**Passage shown:**
Yet it is also home to several of the last countries that have not ratified the 2015 Paris Agreement — Iran, Iraq, Libya and Yemen — weeks before the UN’s COP26 climate conference starts in Glasgow.
When it comes to climate change and the Middle East, “there are terrible problems,” said Jeffrey Sachs, who heads the UN Sustainable Development Solutions Network.
“First, this is the centre of world hydrocarbons, so a lot of the economies of this region depend on a fuel that is basically anachronistic, that we have to stop,” said Sachs of New York’s Columbia University.
“Second, obviously, this is a dry region getting drier, so everywhere one looks, there is water insecurity, water stress, dislocation of populations,” he told AFP.
Sachs argued that “there needs to be a massive transformation in the region. Yet this is a politically fraught region, a divided region, a region that has been beset by a lot of war and conflict, often related to oil.”
The good news, he said, is that there is “so much sunshine that the solution is staring the region in the face. They must just look up to the sky. The solar radiation provides the basis for the new clean, green economy.”
– Like ‘disaster movie’ –
Laurent Fabius, the former French foreign minister who oversaw the Paris Agreement, pointed out that in this year’s blistering summer, “we had catastrophic wildfires in Cyprus, Greece, Turkey, Israel, Lebanon”.

Image point grounding data:
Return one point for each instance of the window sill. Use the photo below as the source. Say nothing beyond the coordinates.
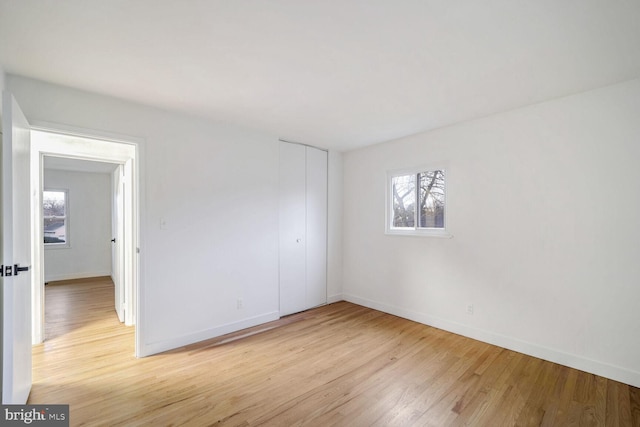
(420, 233)
(48, 246)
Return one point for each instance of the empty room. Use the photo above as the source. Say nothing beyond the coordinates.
(381, 213)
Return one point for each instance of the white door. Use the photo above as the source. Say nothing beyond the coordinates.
(316, 227)
(16, 255)
(117, 246)
(292, 228)
(303, 227)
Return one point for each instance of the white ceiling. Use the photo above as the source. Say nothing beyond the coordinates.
(339, 74)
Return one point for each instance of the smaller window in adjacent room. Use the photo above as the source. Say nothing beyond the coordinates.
(56, 223)
(417, 202)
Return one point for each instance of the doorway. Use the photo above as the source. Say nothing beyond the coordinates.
(118, 154)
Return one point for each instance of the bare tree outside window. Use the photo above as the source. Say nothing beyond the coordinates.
(54, 212)
(428, 189)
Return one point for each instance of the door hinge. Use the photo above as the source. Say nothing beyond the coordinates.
(6, 271)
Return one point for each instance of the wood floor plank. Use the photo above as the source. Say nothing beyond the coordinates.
(337, 365)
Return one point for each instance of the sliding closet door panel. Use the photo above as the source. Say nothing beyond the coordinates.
(316, 227)
(292, 228)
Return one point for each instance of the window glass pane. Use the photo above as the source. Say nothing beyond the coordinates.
(54, 214)
(431, 203)
(403, 189)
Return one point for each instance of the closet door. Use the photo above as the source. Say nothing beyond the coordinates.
(316, 227)
(303, 227)
(292, 228)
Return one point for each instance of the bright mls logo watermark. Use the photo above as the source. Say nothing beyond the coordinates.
(35, 415)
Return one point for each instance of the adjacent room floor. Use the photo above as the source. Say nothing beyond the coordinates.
(340, 364)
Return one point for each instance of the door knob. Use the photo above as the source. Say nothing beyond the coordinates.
(17, 269)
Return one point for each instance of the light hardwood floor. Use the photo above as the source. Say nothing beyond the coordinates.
(340, 364)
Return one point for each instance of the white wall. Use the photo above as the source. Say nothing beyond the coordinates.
(334, 228)
(89, 211)
(216, 187)
(544, 206)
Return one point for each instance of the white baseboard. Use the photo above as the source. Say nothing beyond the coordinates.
(602, 369)
(73, 276)
(334, 298)
(173, 343)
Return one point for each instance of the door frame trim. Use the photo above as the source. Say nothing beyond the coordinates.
(121, 155)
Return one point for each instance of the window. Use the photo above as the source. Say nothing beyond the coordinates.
(56, 224)
(416, 203)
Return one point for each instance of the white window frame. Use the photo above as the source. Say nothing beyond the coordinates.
(67, 242)
(416, 231)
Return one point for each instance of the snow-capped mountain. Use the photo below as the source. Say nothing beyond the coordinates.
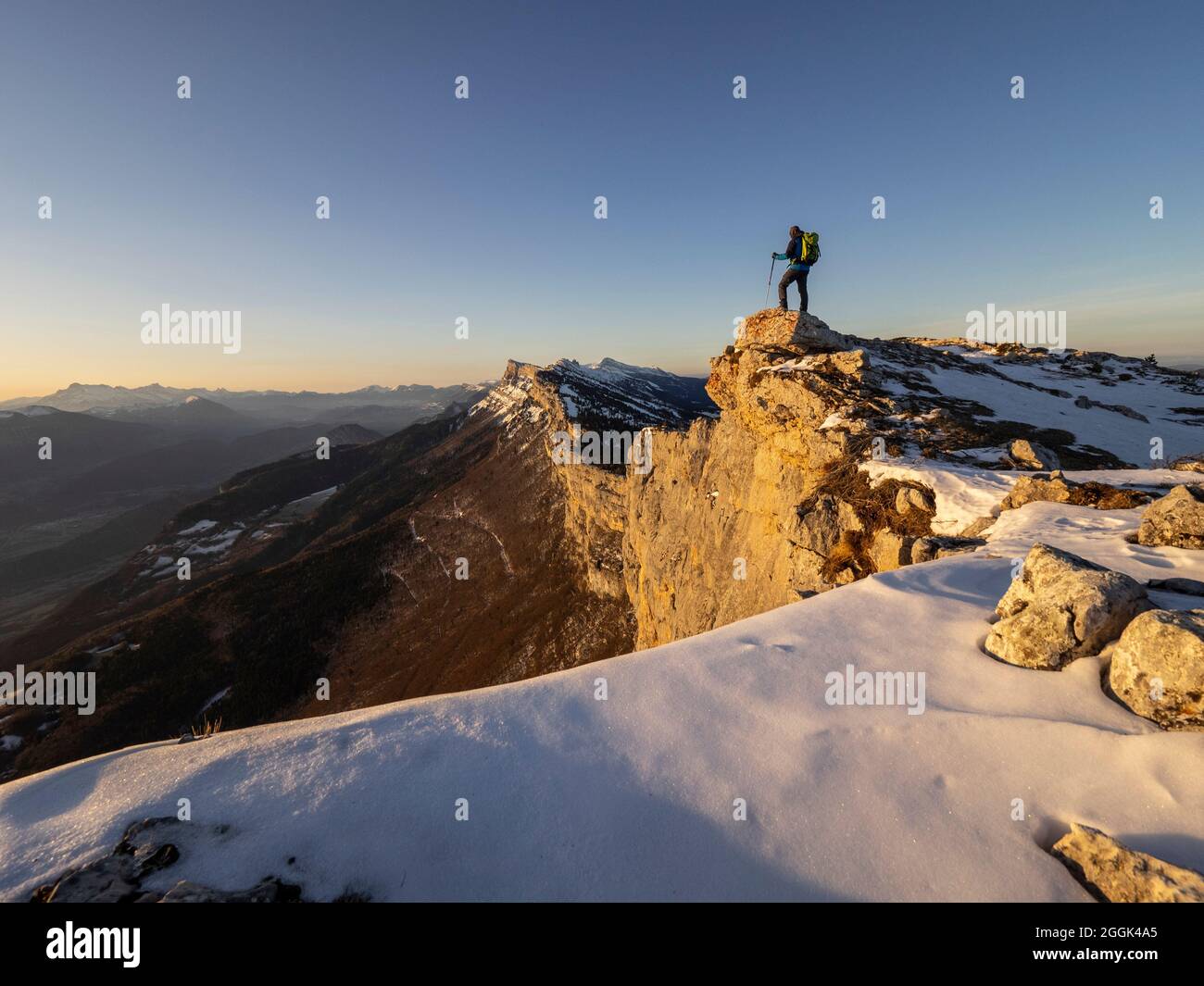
(633, 796)
(874, 495)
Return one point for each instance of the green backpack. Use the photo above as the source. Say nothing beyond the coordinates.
(810, 248)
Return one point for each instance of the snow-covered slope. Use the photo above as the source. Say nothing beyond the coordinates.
(633, 797)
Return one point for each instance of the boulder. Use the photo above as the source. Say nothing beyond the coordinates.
(1030, 456)
(1175, 520)
(913, 499)
(1112, 872)
(1062, 607)
(1159, 668)
(889, 550)
(798, 331)
(1056, 488)
(939, 547)
(1184, 586)
(268, 891)
(1193, 462)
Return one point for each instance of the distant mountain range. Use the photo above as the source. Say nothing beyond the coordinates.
(278, 405)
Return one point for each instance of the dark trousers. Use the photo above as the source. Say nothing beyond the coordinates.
(794, 277)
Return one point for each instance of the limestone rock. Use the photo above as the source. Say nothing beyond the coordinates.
(1115, 873)
(1058, 489)
(1175, 520)
(1184, 586)
(978, 526)
(937, 547)
(1060, 608)
(890, 550)
(1159, 668)
(268, 891)
(1193, 462)
(1031, 456)
(799, 331)
(911, 499)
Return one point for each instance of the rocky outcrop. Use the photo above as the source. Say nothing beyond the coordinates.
(1175, 520)
(1032, 456)
(1193, 462)
(1060, 608)
(1114, 873)
(144, 850)
(766, 505)
(1157, 668)
(1055, 488)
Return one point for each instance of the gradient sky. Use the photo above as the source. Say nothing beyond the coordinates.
(484, 208)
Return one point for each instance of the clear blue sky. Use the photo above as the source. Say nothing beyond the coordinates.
(484, 208)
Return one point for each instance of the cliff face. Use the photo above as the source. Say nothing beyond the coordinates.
(765, 505)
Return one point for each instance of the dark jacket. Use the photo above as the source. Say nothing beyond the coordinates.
(794, 255)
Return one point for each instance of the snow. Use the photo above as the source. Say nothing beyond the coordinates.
(964, 493)
(199, 528)
(1030, 402)
(633, 797)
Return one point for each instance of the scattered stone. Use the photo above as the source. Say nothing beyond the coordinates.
(802, 331)
(1159, 668)
(890, 550)
(976, 528)
(117, 878)
(1055, 488)
(266, 891)
(940, 547)
(1060, 608)
(1193, 462)
(913, 499)
(1031, 456)
(1114, 873)
(1174, 520)
(1184, 586)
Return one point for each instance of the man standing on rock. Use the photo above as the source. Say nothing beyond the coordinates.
(802, 251)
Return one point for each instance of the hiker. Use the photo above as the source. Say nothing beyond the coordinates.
(802, 252)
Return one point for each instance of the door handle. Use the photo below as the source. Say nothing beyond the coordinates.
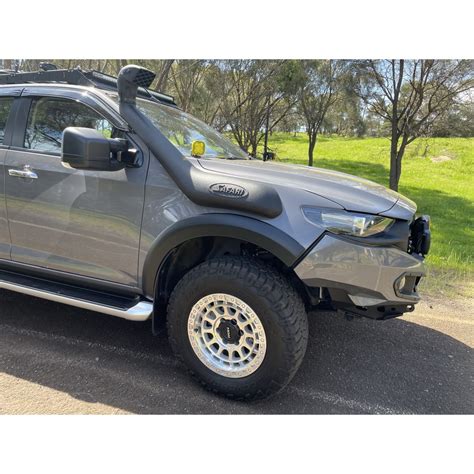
(26, 172)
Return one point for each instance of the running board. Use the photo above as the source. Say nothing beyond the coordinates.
(133, 309)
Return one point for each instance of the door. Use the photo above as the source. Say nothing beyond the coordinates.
(77, 221)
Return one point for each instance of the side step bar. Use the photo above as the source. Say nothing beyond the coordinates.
(131, 309)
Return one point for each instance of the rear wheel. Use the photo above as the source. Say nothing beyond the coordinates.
(239, 326)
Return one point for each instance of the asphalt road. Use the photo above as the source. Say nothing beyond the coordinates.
(59, 359)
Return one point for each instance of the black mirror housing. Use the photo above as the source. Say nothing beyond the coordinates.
(88, 149)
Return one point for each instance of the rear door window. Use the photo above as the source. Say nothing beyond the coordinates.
(49, 116)
(5, 106)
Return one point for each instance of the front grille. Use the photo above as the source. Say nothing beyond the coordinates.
(420, 236)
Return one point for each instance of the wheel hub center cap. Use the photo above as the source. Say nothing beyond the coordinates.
(229, 331)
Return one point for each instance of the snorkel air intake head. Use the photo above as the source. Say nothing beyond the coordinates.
(130, 78)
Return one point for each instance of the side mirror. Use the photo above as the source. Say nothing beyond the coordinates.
(88, 149)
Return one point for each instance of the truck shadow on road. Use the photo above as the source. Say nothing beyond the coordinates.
(361, 366)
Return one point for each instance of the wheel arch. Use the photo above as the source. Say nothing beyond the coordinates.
(217, 225)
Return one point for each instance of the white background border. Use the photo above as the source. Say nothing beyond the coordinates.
(236, 29)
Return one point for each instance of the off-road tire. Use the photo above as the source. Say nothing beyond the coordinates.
(275, 301)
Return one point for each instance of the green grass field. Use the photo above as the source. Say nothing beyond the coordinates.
(438, 174)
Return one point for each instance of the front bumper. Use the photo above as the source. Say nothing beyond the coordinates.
(377, 282)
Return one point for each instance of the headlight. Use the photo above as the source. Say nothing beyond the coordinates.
(349, 223)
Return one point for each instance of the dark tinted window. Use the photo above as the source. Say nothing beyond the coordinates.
(49, 117)
(5, 106)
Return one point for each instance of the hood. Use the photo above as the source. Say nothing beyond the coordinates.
(350, 192)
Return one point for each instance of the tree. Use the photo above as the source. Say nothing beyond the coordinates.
(410, 96)
(316, 95)
(255, 96)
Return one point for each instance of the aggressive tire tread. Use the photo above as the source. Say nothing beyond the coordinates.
(261, 281)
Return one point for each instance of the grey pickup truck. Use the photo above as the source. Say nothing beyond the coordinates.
(116, 201)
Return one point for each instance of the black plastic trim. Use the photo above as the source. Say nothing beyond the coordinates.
(10, 125)
(254, 231)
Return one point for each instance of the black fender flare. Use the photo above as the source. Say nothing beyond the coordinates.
(248, 229)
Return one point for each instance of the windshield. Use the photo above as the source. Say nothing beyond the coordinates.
(181, 129)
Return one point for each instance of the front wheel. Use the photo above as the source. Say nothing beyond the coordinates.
(239, 326)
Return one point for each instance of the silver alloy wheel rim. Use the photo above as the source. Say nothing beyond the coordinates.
(235, 360)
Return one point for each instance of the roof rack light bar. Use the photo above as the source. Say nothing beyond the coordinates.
(76, 77)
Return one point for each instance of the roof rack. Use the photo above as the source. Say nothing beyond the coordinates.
(77, 77)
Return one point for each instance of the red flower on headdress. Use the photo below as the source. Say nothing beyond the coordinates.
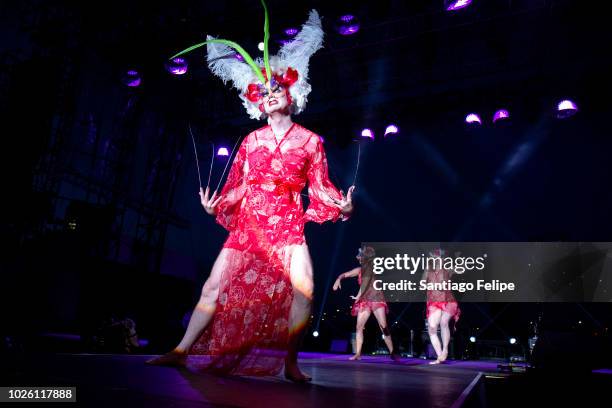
(288, 78)
(255, 92)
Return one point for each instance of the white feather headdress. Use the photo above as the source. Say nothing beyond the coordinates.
(296, 55)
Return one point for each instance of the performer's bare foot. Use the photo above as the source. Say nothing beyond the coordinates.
(172, 359)
(293, 373)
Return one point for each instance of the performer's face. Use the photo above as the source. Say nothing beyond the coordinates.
(276, 101)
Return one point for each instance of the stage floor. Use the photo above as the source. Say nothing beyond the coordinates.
(124, 380)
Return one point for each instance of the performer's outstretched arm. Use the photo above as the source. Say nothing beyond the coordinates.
(234, 189)
(326, 202)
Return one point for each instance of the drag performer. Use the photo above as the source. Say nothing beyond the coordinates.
(368, 301)
(256, 302)
(441, 306)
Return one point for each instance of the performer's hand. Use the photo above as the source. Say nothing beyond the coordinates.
(209, 204)
(346, 203)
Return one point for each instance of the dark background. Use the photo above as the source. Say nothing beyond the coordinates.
(101, 213)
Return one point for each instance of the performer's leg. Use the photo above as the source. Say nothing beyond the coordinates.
(445, 331)
(301, 280)
(362, 319)
(382, 322)
(201, 315)
(432, 326)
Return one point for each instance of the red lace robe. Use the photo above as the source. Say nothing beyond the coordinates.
(262, 209)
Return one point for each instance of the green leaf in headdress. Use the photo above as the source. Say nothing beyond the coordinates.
(266, 40)
(238, 48)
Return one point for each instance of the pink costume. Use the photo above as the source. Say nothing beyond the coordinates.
(370, 299)
(441, 299)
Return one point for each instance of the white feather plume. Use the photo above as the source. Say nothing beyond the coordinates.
(223, 63)
(295, 54)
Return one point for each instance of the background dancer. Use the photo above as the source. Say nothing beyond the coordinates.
(441, 306)
(368, 301)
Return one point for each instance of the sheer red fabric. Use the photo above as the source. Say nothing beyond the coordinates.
(370, 298)
(441, 299)
(263, 212)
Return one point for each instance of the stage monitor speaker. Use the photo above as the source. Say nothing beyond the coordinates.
(338, 346)
(570, 350)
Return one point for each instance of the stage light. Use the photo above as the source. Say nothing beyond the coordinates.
(132, 78)
(452, 5)
(501, 114)
(391, 130)
(566, 108)
(348, 24)
(176, 66)
(473, 119)
(367, 133)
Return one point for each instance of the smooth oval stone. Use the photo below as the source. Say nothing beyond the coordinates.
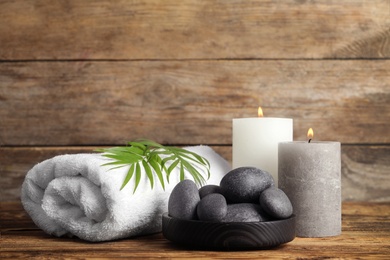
(276, 203)
(183, 200)
(245, 184)
(245, 212)
(212, 207)
(209, 189)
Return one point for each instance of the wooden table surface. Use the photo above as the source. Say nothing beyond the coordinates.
(366, 234)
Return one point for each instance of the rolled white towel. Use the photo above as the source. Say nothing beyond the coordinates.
(75, 195)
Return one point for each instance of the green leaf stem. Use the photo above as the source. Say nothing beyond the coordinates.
(156, 160)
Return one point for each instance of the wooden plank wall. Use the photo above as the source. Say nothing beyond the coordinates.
(76, 75)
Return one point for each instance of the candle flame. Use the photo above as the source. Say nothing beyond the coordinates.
(310, 133)
(260, 112)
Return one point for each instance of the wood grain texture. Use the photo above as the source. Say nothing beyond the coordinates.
(145, 29)
(366, 234)
(364, 169)
(191, 102)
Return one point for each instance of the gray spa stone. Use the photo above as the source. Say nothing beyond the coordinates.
(245, 212)
(209, 189)
(212, 207)
(245, 184)
(183, 200)
(276, 203)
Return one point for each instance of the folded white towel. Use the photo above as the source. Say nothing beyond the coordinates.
(75, 195)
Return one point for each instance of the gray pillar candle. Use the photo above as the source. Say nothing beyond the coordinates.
(310, 175)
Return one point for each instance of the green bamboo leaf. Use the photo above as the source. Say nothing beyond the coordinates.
(156, 160)
(128, 176)
(157, 170)
(148, 173)
(171, 167)
(165, 160)
(137, 176)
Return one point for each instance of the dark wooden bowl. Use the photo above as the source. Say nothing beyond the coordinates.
(228, 236)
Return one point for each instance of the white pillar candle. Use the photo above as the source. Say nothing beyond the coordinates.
(255, 142)
(310, 175)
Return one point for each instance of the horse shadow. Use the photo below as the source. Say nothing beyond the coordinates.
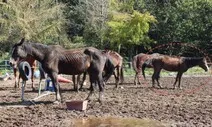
(23, 103)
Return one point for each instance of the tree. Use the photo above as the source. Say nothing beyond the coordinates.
(38, 20)
(127, 26)
(186, 21)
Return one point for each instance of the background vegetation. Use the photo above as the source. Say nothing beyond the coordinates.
(126, 26)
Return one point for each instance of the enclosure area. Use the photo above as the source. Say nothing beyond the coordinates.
(190, 106)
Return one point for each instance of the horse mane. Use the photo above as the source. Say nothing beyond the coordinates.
(192, 61)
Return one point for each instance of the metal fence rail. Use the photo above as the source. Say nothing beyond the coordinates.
(4, 65)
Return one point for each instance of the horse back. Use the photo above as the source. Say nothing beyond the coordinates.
(73, 62)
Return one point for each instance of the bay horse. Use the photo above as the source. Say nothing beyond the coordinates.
(32, 62)
(60, 61)
(174, 64)
(117, 61)
(137, 63)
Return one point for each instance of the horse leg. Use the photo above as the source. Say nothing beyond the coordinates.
(180, 76)
(153, 79)
(101, 88)
(32, 78)
(15, 75)
(176, 80)
(91, 90)
(157, 79)
(56, 86)
(135, 80)
(74, 82)
(83, 80)
(19, 78)
(116, 76)
(138, 78)
(78, 81)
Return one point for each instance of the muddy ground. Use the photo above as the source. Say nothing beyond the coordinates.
(191, 106)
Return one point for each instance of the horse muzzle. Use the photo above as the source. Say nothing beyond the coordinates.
(13, 63)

**About this exercise:** Transcribe the passage on climate change in the Middle East between "Yet it is also" and "he told AFP.", inclusive.

**Exercise solution:**
Yet it is also home to several of the last countries that have not ratified the 2015 Paris Agreement — Iran, Iraq, Libya and Yemen — weeks before the UN’s COP26 climate conference starts in Glasgow.
When it comes to climate change and the Middle East, “there are terrible problems,” said Jeffrey Sachs, who heads the UN Sustainable Development Solutions Network.
“First, this is the centre of world hydrocarbons, so a lot of the economies of this region depend on a fuel that is basically anachronistic, that we have to stop,” said Sachs of New York’s Columbia University.
“Second, obviously, this is a dry region getting drier, so everywhere one looks, there is water insecurity, water stress, dislocation of populations,” he told AFP.